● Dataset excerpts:
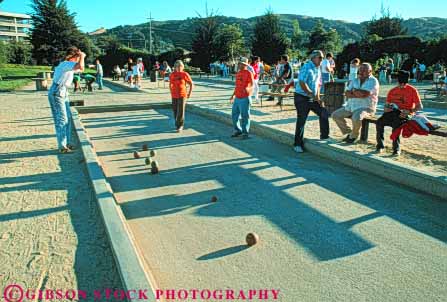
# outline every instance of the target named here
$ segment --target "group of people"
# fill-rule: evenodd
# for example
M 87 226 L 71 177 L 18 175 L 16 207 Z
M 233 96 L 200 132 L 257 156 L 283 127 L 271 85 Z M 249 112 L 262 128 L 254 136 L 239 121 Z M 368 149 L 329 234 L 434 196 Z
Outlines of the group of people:
M 394 72 L 394 61 L 393 59 L 388 59 L 387 63 L 383 63 L 379 67 L 379 83 L 380 84 L 391 84 L 392 74 Z
M 169 75 L 172 73 L 172 68 L 167 61 L 160 64 L 156 61 L 153 64 L 153 70 L 156 72 L 159 78 L 169 81 Z M 141 80 L 146 74 L 146 69 L 142 58 L 138 58 L 136 62 L 132 58 L 129 58 L 127 63 L 124 64 L 124 68 L 120 68 L 119 65 L 115 65 L 112 70 L 112 80 L 119 81 L 120 77 L 123 77 L 124 82 L 128 83 L 131 88 L 140 89 Z
M 120 69 L 119 66 L 114 67 L 114 77 L 119 79 L 117 74 L 121 74 L 123 76 L 124 82 L 128 83 L 130 88 L 141 88 L 141 79 L 145 72 L 144 63 L 142 58 L 138 58 L 137 61 L 134 61 L 132 58 L 127 60 L 127 63 L 124 64 L 124 68 Z
M 163 64 L 160 65 L 158 61 L 155 61 L 154 71 L 158 73 L 158 77 L 163 79 L 164 81 L 169 80 L 169 76 L 172 73 L 172 68 L 169 66 L 168 61 L 163 61 Z
M 104 76 L 104 71 L 101 65 L 101 62 L 97 59 L 95 61 L 95 69 L 96 69 L 96 73 L 95 75 L 89 74 L 89 73 L 83 73 L 81 71 L 77 71 L 73 74 L 73 92 L 76 93 L 78 91 L 84 91 L 85 89 L 87 89 L 89 92 L 93 91 L 93 84 L 96 82 L 96 84 L 98 85 L 98 89 L 102 90 L 103 89 L 103 76 Z M 82 88 L 81 87 L 81 81 L 84 80 L 85 82 L 85 87 Z
M 70 110 L 68 105 L 68 87 L 73 81 L 75 72 L 84 70 L 85 54 L 71 47 L 67 50 L 65 60 L 55 69 L 53 84 L 49 90 L 49 102 L 53 112 L 56 126 L 56 136 L 59 150 L 62 153 L 69 153 L 72 150 L 70 144 Z M 321 86 L 325 81 L 330 81 L 334 65 L 330 62 L 332 54 L 323 55 L 320 50 L 314 50 L 309 60 L 301 67 L 297 83 L 295 84 L 294 105 L 297 111 L 297 121 L 295 130 L 294 150 L 302 153 L 305 150 L 304 129 L 310 111 L 319 117 L 320 139 L 329 138 L 329 113 L 321 100 Z M 327 60 L 324 63 L 324 60 Z M 281 66 L 277 72 L 277 83 L 285 83 L 291 78 L 293 72 L 288 63 L 286 55 L 281 56 Z M 127 80 L 138 85 L 142 60 L 138 59 L 133 63 L 128 61 Z M 184 127 L 185 106 L 187 99 L 191 97 L 194 87 L 191 76 L 184 71 L 184 64 L 178 60 L 174 64 L 174 70 L 170 72 L 169 65 L 164 65 L 164 74 L 169 73 L 169 88 L 172 97 L 172 111 L 175 119 L 175 127 L 181 132 Z M 132 67 L 132 73 L 129 69 Z M 134 67 L 137 72 L 134 74 Z M 144 65 L 143 65 L 144 66 Z M 328 75 L 324 75 L 326 69 Z M 97 61 L 97 72 L 102 72 L 102 67 Z M 362 120 L 373 116 L 376 112 L 379 81 L 372 74 L 373 69 L 369 63 L 360 63 L 359 59 L 354 59 L 350 66 L 348 86 L 345 92 L 347 101 L 345 104 L 332 113 L 332 118 L 341 132 L 346 135 L 343 139 L 346 143 L 354 143 L 360 134 Z M 251 98 L 256 98 L 257 81 L 260 74 L 260 58 L 252 57 L 250 60 L 241 57 L 238 62 L 238 72 L 236 74 L 235 88 L 230 98 L 232 104 L 232 120 L 234 132 L 232 137 L 249 138 L 250 129 L 250 105 Z M 355 76 L 354 76 L 355 74 Z M 136 75 L 136 77 L 135 77 Z M 418 91 L 409 85 L 410 72 L 399 71 L 398 86 L 390 90 L 387 96 L 384 114 L 377 121 L 377 152 L 384 149 L 384 127 L 391 126 L 393 130 L 399 128 L 408 121 L 416 111 L 422 109 L 422 103 Z M 187 88 L 189 86 L 189 88 Z M 347 119 L 351 119 L 352 127 L 347 124 Z M 393 154 L 400 154 L 399 137 L 393 140 Z
M 225 61 L 210 63 L 211 75 L 220 75 L 221 77 L 228 77 L 231 71 L 232 65 Z
M 56 138 L 58 150 L 62 154 L 72 153 L 74 145 L 71 142 L 71 111 L 68 100 L 68 89 L 73 82 L 79 83 L 81 74 L 85 69 L 85 53 L 77 47 L 70 47 L 67 49 L 65 58 L 57 65 L 54 70 L 53 83 L 48 92 L 48 100 L 51 107 L 53 121 L 56 129 Z M 140 65 L 141 64 L 141 65 Z M 137 66 L 138 69 L 134 68 Z M 141 71 L 144 68 L 142 60 L 138 59 L 136 63 L 129 59 L 127 63 L 126 80 L 131 84 L 138 85 L 141 81 Z M 132 67 L 132 69 L 130 69 Z M 184 64 L 178 60 L 175 62 L 174 71 L 170 72 L 167 68 L 169 65 L 165 64 L 164 76 L 168 76 L 170 91 L 172 96 L 172 110 L 174 113 L 176 130 L 181 132 L 184 125 L 186 100 L 191 96 L 193 89 L 193 82 L 190 75 L 184 71 Z M 169 67 L 170 68 L 170 67 Z M 102 65 L 99 60 L 96 61 L 97 76 L 102 76 Z M 136 71 L 136 72 L 134 72 Z M 76 76 L 75 76 L 76 74 Z M 90 75 L 83 76 L 86 78 Z M 102 77 L 100 77 L 102 79 Z M 97 78 L 91 76 L 88 79 L 92 83 Z M 189 89 L 187 89 L 189 86 Z M 78 87 L 77 84 L 75 88 Z M 102 88 L 102 87 L 101 87 Z
M 315 50 L 310 54 L 309 61 L 300 69 L 294 93 L 294 104 L 297 111 L 294 150 L 297 153 L 302 153 L 305 150 L 304 129 L 310 111 L 313 111 L 319 117 L 320 139 L 326 140 L 329 138 L 329 112 L 320 97 L 320 88 L 325 81 L 330 80 L 332 70 L 329 60 L 331 57 L 332 55 L 328 54 L 325 59 L 322 51 Z M 324 59 L 328 60 L 328 63 L 322 66 Z M 287 56 L 282 56 L 281 60 L 283 63 L 287 62 Z M 239 72 L 236 75 L 235 89 L 230 99 L 233 104 L 234 133 L 232 137 L 241 136 L 244 139 L 249 137 L 250 96 L 253 95 L 256 85 L 253 73 L 249 71 L 249 66 L 248 59 L 241 58 Z M 322 67 L 327 70 L 329 75 L 324 76 L 324 68 Z M 374 116 L 376 112 L 379 81 L 372 74 L 371 64 L 360 63 L 359 59 L 354 59 L 351 62 L 350 72 L 352 76 L 349 78 L 345 92 L 347 101 L 341 108 L 332 113 L 332 118 L 341 132 L 346 135 L 343 141 L 352 144 L 360 135 L 362 120 Z M 287 71 L 283 70 L 280 74 L 280 78 L 284 78 Z M 422 109 L 419 93 L 416 88 L 408 84 L 409 79 L 410 73 L 408 71 L 399 71 L 398 86 L 388 93 L 384 114 L 377 121 L 376 149 L 378 153 L 381 153 L 384 149 L 384 127 L 390 126 L 393 130 L 396 130 Z M 351 119 L 352 127 L 348 126 L 347 119 Z M 400 155 L 399 136 L 393 140 L 393 155 Z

● To do:
Return all of the entries exactly as written, but drop any pictures they hold.

● Result for this task:
# outline every instance of the target named here
$ segment --target "group of people"
# fill-rule: evenodd
# for example
M 87 226 L 71 177 L 18 175 L 16 207 Z
M 233 96 L 200 132 L 257 156 L 283 127 L 271 85 Z M 249 112 L 262 128 L 254 136 L 239 121 Z M 368 149 L 329 234 L 434 196 Z
Outlines of the group of people:
M 394 72 L 394 61 L 393 59 L 388 59 L 387 63 L 383 63 L 379 67 L 379 83 L 380 84 L 391 84 L 392 74 Z
M 169 75 L 172 73 L 172 68 L 167 61 L 160 64 L 156 61 L 153 64 L 153 70 L 156 72 L 159 78 L 169 81 Z M 141 80 L 146 74 L 146 69 L 142 58 L 138 58 L 136 62 L 132 58 L 129 58 L 127 63 L 124 64 L 124 68 L 120 68 L 119 65 L 115 65 L 112 70 L 112 80 L 119 81 L 120 77 L 123 77 L 124 82 L 128 83 L 131 88 L 140 89 Z
M 120 69 L 119 66 L 114 67 L 114 77 L 119 79 L 117 74 L 121 74 L 123 76 L 124 82 L 128 83 L 130 88 L 141 88 L 141 79 L 145 72 L 144 63 L 142 58 L 138 58 L 137 61 L 134 61 L 132 58 L 127 60 L 127 63 L 124 64 L 124 68 Z
M 163 64 L 160 65 L 158 61 L 155 61 L 154 71 L 158 73 L 158 77 L 163 79 L 164 81 L 169 80 L 169 76 L 172 73 L 172 68 L 169 66 L 168 61 L 163 61 Z
M 104 76 L 104 71 L 101 65 L 101 62 L 97 59 L 95 61 L 95 69 L 96 69 L 96 73 L 95 75 L 89 74 L 89 73 L 83 73 L 81 71 L 77 71 L 73 74 L 73 92 L 76 93 L 78 91 L 84 91 L 85 89 L 87 89 L 89 92 L 93 91 L 93 84 L 96 82 L 96 84 L 98 85 L 98 89 L 102 90 L 103 89 L 103 76 Z M 82 88 L 81 87 L 81 81 L 84 80 L 85 82 L 85 87 Z
M 70 110 L 68 105 L 68 87 L 73 81 L 75 72 L 84 70 L 85 54 L 71 47 L 67 50 L 65 60 L 55 69 L 53 84 L 49 90 L 49 102 L 53 112 L 56 126 L 56 136 L 59 150 L 62 153 L 69 153 L 72 150 L 70 144 Z M 321 86 L 325 81 L 330 81 L 334 65 L 330 62 L 332 54 L 323 55 L 320 50 L 314 50 L 309 60 L 301 67 L 297 83 L 295 84 L 294 105 L 297 111 L 297 121 L 295 130 L 294 150 L 302 153 L 305 150 L 304 129 L 310 111 L 319 117 L 320 139 L 329 138 L 329 113 L 321 100 Z M 327 60 L 324 63 L 324 60 Z M 281 66 L 277 72 L 277 83 L 285 83 L 291 78 L 293 72 L 288 63 L 286 55 L 281 56 Z M 127 80 L 138 85 L 142 60 L 138 59 L 133 63 L 128 61 Z M 184 127 L 185 106 L 187 99 L 191 97 L 194 87 L 191 76 L 184 71 L 184 64 L 178 60 L 174 64 L 174 70 L 170 72 L 169 65 L 164 65 L 164 74 L 169 73 L 169 88 L 172 97 L 172 111 L 175 119 L 175 127 L 181 132 Z M 132 67 L 132 73 L 129 69 Z M 134 67 L 137 72 L 134 74 Z M 144 65 L 143 65 L 144 66 Z M 328 75 L 324 75 L 326 69 Z M 97 61 L 97 72 L 102 72 L 102 67 Z M 362 120 L 373 116 L 376 112 L 379 81 L 372 74 L 373 69 L 369 63 L 360 63 L 359 59 L 354 59 L 350 66 L 348 86 L 345 92 L 347 101 L 345 104 L 332 113 L 332 118 L 341 132 L 346 135 L 343 139 L 346 143 L 354 143 L 360 134 Z M 251 98 L 256 98 L 257 81 L 260 74 L 260 58 L 252 57 L 250 60 L 241 57 L 238 62 L 238 72 L 236 74 L 235 88 L 230 98 L 232 104 L 232 120 L 234 132 L 232 137 L 249 138 L 250 129 L 250 105 Z M 355 76 L 354 76 L 355 74 Z M 136 75 L 136 77 L 135 77 Z M 418 91 L 409 85 L 410 72 L 399 71 L 398 86 L 390 90 L 387 96 L 384 114 L 377 121 L 377 152 L 384 149 L 384 127 L 391 126 L 393 130 L 399 128 L 408 121 L 416 111 L 422 109 L 422 103 Z M 187 88 L 189 86 L 189 88 Z M 347 119 L 351 119 L 352 127 L 347 124 Z M 393 154 L 400 154 L 399 137 L 393 140 Z
M 225 61 L 210 63 L 211 75 L 220 75 L 221 77 L 228 77 L 231 71 L 232 65 Z
M 56 138 L 58 150 L 62 154 L 72 153 L 74 145 L 71 142 L 71 111 L 68 100 L 68 89 L 73 82 L 79 83 L 81 74 L 85 69 L 85 53 L 77 47 L 70 47 L 67 49 L 65 58 L 57 65 L 54 70 L 53 83 L 48 92 L 48 100 L 51 107 L 53 121 L 56 129 Z M 140 65 L 141 64 L 141 65 Z M 137 66 L 138 69 L 134 68 Z M 141 71 L 144 68 L 142 60 L 138 59 L 136 63 L 129 59 L 127 63 L 126 80 L 131 84 L 138 85 L 141 81 Z M 132 67 L 132 69 L 130 69 Z M 184 64 L 178 60 L 175 62 L 174 71 L 170 72 L 167 68 L 169 65 L 165 64 L 164 76 L 168 76 L 170 91 L 172 96 L 172 110 L 174 113 L 176 130 L 181 132 L 184 125 L 186 100 L 191 96 L 193 89 L 193 82 L 190 75 L 184 71 Z M 169 67 L 170 68 L 170 67 Z M 102 65 L 99 60 L 96 61 L 97 76 L 102 76 Z M 136 71 L 136 72 L 134 72 Z M 76 76 L 75 76 L 76 74 Z M 90 75 L 83 76 L 86 78 Z M 102 77 L 100 77 L 102 79 Z M 97 78 L 91 76 L 88 79 L 92 83 Z M 189 89 L 187 89 L 189 86 Z M 78 87 L 77 84 L 75 88 Z M 102 88 L 102 87 L 101 87 Z
M 315 50 L 310 54 L 309 61 L 300 69 L 294 93 L 294 104 L 297 111 L 294 150 L 297 153 L 302 153 L 305 150 L 304 129 L 310 111 L 313 111 L 319 117 L 320 139 L 326 140 L 329 138 L 329 112 L 320 97 L 320 88 L 325 81 L 330 80 L 332 70 L 329 60 L 331 57 L 332 55 L 328 54 L 325 59 L 322 51 Z M 324 59 L 328 60 L 328 63 L 322 66 Z M 287 56 L 282 56 L 281 60 L 283 63 L 287 62 Z M 239 72 L 236 75 L 235 89 L 230 99 L 233 104 L 234 133 L 232 137 L 241 136 L 244 139 L 249 137 L 250 96 L 253 95 L 256 85 L 253 73 L 249 71 L 249 66 L 248 59 L 241 58 Z M 322 67 L 327 70 L 329 75 L 324 76 L 324 68 Z M 374 116 L 376 112 L 379 81 L 372 74 L 371 64 L 360 63 L 359 59 L 354 59 L 351 62 L 350 72 L 352 76 L 349 78 L 345 92 L 347 101 L 341 108 L 332 113 L 332 118 L 341 132 L 346 135 L 343 141 L 352 144 L 360 135 L 362 120 Z M 287 71 L 283 70 L 280 74 L 280 78 L 284 78 Z M 422 109 L 419 93 L 416 88 L 408 84 L 409 79 L 410 73 L 408 71 L 399 71 L 398 86 L 388 93 L 384 114 L 377 121 L 376 149 L 378 153 L 381 153 L 384 149 L 384 127 L 390 126 L 393 130 L 396 130 Z M 351 119 L 352 127 L 348 126 L 347 119 Z M 400 155 L 399 136 L 393 140 L 393 155 Z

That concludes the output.